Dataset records
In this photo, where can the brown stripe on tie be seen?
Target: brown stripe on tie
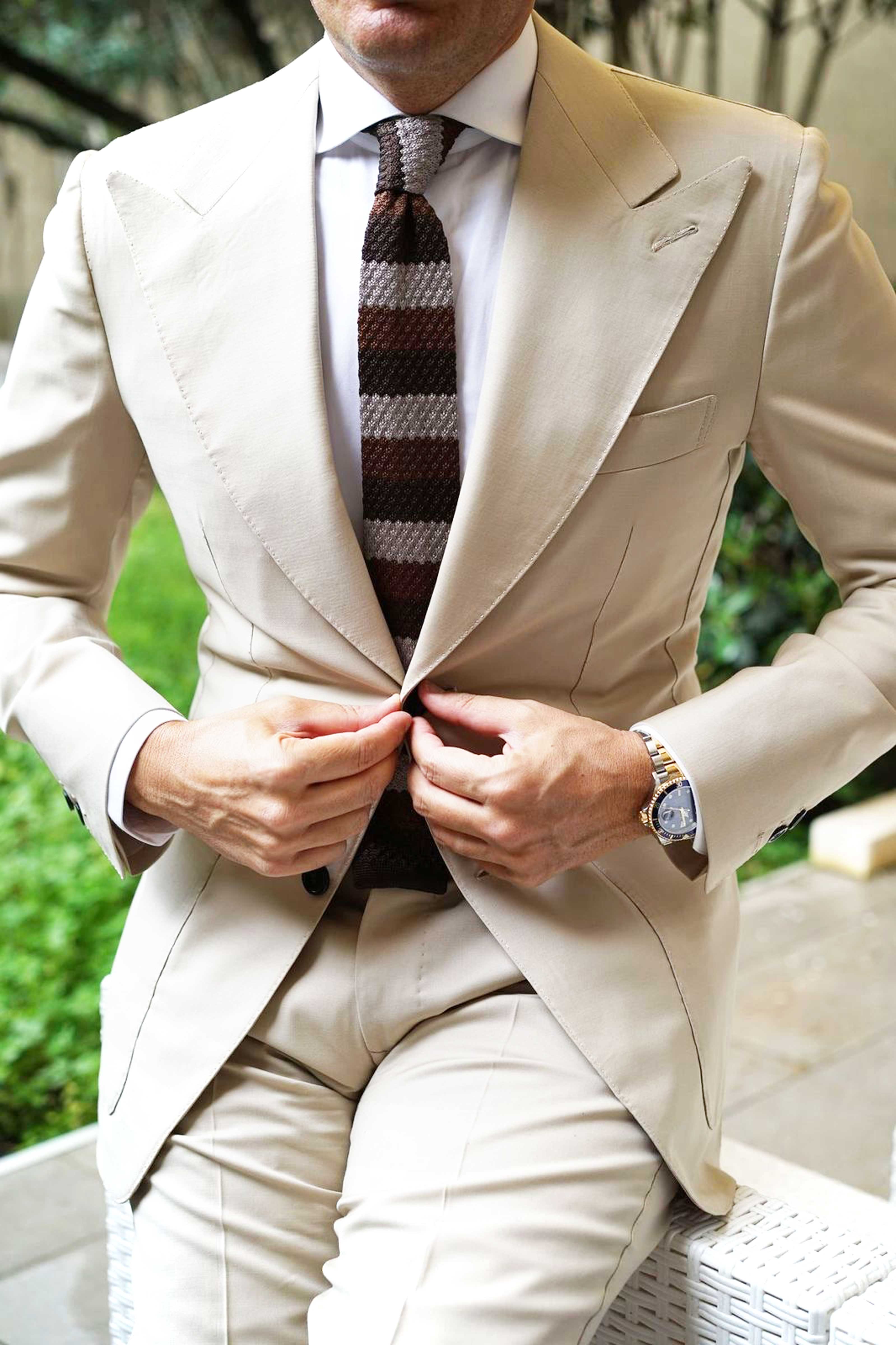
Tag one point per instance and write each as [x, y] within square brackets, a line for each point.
[411, 470]
[408, 329]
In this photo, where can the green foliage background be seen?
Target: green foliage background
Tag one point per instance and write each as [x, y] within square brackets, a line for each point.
[62, 906]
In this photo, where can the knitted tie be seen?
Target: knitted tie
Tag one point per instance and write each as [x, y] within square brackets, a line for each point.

**Aim of the exercise:** Find the string "this" in the entries above and return each line that holds it.

**Result:**
In this photo, where can the brown stripe on tie be seen?
In this photo, where can the green foliage background be seen?
In this photo, where can the knitted tie be seen?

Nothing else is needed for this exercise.